Task to complete: From the entries below, copy every line that holds the word "hair".

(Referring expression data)
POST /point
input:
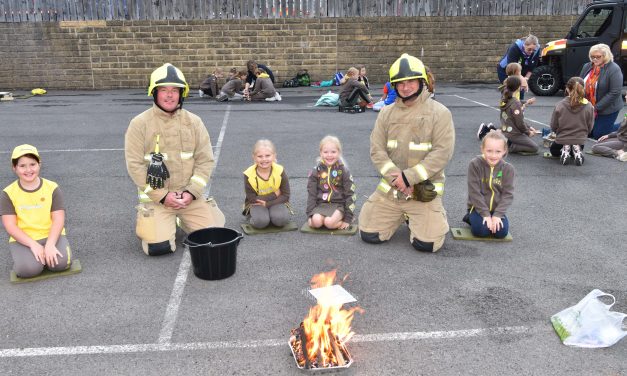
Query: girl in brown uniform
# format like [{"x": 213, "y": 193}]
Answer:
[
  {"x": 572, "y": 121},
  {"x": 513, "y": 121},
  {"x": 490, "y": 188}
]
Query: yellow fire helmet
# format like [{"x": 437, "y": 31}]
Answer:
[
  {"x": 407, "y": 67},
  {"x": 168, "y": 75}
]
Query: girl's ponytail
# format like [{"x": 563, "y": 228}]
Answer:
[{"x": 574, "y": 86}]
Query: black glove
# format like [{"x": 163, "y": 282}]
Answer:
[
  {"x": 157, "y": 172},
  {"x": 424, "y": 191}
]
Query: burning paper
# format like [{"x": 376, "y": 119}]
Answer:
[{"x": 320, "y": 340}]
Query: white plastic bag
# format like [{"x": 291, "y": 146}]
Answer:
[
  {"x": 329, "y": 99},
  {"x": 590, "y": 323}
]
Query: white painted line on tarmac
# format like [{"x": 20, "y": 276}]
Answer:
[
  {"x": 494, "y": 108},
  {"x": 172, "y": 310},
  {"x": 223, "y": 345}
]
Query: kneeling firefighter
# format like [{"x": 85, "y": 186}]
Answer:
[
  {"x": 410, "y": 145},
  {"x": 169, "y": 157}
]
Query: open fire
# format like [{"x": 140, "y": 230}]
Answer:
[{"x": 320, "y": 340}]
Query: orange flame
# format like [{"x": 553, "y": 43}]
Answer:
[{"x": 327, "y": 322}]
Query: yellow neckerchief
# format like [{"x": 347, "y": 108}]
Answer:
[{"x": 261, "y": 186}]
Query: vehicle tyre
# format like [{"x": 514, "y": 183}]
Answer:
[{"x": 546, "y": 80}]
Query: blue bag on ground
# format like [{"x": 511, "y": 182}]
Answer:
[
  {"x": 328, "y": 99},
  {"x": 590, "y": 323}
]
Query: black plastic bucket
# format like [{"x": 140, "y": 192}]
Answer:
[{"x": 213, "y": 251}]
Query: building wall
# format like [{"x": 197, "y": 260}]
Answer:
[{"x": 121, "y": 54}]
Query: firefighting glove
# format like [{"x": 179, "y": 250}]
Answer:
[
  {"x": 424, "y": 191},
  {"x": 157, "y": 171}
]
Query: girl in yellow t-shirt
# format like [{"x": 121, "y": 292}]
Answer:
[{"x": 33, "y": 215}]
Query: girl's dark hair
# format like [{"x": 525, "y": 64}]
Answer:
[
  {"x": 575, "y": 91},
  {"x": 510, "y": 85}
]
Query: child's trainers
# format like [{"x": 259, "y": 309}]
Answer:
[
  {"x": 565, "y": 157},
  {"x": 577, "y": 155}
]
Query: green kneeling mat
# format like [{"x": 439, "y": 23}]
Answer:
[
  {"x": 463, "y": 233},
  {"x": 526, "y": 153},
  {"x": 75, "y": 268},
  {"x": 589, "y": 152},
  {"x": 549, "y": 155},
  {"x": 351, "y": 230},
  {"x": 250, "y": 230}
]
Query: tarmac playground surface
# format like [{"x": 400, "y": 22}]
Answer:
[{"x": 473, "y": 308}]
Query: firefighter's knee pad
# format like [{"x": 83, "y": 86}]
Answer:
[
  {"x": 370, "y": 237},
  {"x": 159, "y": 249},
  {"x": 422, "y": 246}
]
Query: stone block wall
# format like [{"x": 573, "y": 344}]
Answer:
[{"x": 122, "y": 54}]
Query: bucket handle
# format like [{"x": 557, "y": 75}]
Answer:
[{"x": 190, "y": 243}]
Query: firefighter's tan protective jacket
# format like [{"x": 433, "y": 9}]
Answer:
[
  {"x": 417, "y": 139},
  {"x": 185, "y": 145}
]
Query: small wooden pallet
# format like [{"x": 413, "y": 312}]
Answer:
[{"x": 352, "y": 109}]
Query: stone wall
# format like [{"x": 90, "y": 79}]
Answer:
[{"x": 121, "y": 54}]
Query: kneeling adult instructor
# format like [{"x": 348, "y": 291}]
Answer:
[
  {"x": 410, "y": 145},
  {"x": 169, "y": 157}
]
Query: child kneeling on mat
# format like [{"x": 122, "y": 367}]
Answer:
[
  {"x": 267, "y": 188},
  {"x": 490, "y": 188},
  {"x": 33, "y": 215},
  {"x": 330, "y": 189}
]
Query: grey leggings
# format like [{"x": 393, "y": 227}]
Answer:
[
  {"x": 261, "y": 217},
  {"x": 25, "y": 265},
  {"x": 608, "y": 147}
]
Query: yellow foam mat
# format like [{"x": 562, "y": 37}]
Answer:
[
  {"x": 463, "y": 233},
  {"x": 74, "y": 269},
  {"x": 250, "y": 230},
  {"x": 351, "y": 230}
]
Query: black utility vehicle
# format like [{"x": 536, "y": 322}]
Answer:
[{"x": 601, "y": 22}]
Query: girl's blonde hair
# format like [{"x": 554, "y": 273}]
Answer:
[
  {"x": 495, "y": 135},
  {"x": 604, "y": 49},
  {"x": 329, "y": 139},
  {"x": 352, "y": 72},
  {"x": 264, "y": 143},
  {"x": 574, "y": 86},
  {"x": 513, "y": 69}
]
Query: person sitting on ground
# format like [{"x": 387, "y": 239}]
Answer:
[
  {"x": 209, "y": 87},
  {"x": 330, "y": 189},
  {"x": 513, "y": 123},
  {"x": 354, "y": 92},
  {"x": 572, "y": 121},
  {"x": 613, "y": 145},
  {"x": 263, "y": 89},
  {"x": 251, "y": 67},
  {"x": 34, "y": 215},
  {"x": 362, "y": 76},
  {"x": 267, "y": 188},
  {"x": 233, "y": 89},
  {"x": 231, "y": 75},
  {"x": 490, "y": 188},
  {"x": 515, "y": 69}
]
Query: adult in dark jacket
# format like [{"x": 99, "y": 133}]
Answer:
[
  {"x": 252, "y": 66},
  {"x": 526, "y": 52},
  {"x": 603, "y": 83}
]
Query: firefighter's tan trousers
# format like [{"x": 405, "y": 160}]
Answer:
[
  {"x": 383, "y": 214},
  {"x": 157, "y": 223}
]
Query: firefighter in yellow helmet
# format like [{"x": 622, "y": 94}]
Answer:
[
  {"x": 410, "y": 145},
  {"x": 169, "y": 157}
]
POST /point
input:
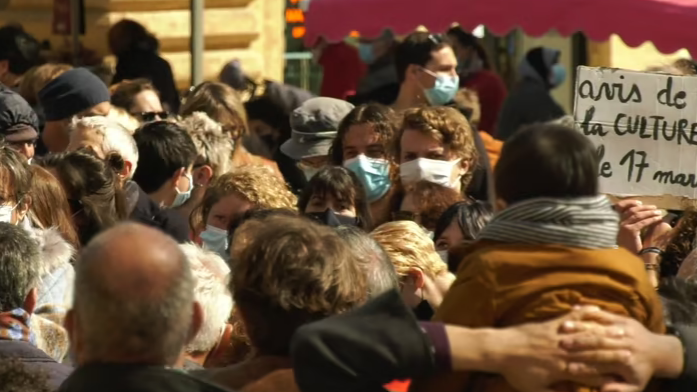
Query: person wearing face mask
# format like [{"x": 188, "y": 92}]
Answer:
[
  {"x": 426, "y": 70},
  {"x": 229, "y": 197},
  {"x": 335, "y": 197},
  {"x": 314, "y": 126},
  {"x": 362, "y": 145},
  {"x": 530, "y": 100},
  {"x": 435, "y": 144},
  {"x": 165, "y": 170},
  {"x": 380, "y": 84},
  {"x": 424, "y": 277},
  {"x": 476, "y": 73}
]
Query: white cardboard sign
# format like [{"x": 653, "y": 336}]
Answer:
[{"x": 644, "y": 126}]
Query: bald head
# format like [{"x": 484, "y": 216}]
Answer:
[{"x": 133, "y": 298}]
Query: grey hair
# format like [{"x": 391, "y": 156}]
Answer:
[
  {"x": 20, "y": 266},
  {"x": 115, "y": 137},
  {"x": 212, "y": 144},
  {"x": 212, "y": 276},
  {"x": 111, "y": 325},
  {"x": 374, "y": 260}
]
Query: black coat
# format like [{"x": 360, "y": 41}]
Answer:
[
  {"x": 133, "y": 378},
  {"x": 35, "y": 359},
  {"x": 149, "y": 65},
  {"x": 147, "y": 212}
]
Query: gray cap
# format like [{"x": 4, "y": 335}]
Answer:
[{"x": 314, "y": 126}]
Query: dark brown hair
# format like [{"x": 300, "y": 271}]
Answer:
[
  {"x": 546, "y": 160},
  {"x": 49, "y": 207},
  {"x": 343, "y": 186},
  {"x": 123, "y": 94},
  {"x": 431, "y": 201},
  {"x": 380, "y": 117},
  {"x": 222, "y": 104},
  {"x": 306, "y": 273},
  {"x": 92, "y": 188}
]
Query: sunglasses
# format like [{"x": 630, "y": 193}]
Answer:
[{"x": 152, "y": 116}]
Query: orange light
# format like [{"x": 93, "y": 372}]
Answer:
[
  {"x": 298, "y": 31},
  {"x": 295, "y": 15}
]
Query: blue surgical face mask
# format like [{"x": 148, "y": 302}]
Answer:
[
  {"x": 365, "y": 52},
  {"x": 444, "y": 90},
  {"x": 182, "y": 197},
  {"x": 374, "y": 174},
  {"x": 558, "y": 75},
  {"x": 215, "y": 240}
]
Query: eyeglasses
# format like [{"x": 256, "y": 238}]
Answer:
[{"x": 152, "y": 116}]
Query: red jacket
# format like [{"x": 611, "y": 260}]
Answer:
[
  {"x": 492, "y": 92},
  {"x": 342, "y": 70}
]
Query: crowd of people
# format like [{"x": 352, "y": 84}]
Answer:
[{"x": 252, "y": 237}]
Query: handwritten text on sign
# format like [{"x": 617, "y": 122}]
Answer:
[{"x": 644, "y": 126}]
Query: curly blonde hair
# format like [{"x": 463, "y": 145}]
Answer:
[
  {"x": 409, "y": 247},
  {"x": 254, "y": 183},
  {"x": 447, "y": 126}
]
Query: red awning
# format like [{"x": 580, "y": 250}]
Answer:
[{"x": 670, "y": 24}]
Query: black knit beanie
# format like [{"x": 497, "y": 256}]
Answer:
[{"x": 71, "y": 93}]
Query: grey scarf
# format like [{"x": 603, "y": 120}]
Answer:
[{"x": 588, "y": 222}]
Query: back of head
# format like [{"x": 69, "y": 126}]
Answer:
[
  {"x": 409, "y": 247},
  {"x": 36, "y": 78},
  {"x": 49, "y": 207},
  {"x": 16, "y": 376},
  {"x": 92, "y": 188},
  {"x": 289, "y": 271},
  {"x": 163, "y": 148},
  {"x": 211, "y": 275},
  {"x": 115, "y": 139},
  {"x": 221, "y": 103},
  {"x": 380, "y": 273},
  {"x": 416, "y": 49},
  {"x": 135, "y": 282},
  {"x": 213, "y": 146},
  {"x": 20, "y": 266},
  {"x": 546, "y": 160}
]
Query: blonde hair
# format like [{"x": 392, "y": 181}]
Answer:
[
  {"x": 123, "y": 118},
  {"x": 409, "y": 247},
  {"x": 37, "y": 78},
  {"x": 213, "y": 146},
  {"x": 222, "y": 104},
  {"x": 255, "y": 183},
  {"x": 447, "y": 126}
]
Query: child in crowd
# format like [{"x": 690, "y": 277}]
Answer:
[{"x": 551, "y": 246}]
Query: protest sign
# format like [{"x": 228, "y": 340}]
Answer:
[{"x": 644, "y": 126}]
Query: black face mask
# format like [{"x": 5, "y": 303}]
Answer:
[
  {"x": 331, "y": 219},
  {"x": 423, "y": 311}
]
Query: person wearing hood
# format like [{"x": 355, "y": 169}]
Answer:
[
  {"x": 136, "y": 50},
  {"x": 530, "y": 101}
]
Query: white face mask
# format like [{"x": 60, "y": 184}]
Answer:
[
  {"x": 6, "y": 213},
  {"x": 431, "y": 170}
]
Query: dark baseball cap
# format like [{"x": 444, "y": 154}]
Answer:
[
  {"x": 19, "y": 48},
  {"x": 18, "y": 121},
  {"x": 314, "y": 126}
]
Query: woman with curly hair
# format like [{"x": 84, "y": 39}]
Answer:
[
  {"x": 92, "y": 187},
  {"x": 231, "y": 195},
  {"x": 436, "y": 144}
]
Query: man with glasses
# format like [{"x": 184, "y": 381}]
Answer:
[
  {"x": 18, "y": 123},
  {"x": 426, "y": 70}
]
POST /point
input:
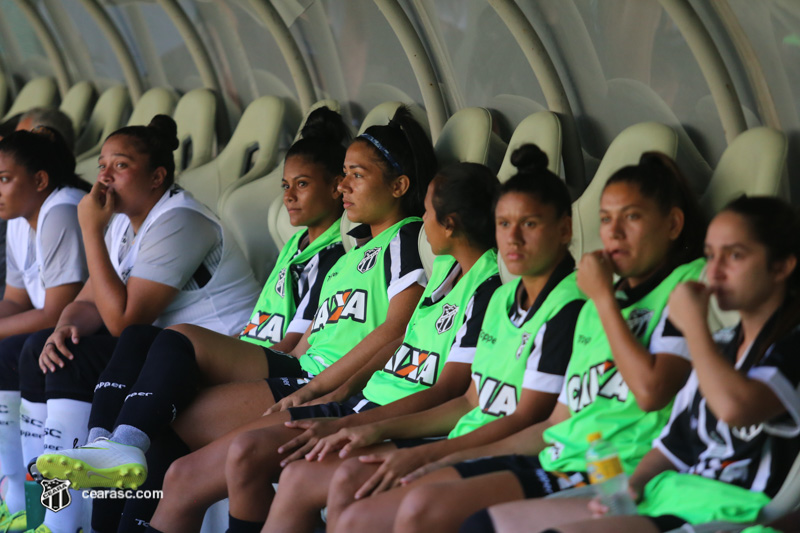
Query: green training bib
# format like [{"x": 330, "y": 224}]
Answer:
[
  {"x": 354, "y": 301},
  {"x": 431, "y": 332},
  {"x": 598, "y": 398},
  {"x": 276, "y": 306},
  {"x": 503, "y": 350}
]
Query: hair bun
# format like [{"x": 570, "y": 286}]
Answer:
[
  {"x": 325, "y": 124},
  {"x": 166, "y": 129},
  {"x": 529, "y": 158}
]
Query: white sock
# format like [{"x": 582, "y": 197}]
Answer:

Written answer:
Query: girl's dark hair
Query: girl's blonde hair
Query: grey hair
Query: dark brown hair
Query: curly blonde hair
Query: blonde hair
Query: woman with curly hair
Query: hair bun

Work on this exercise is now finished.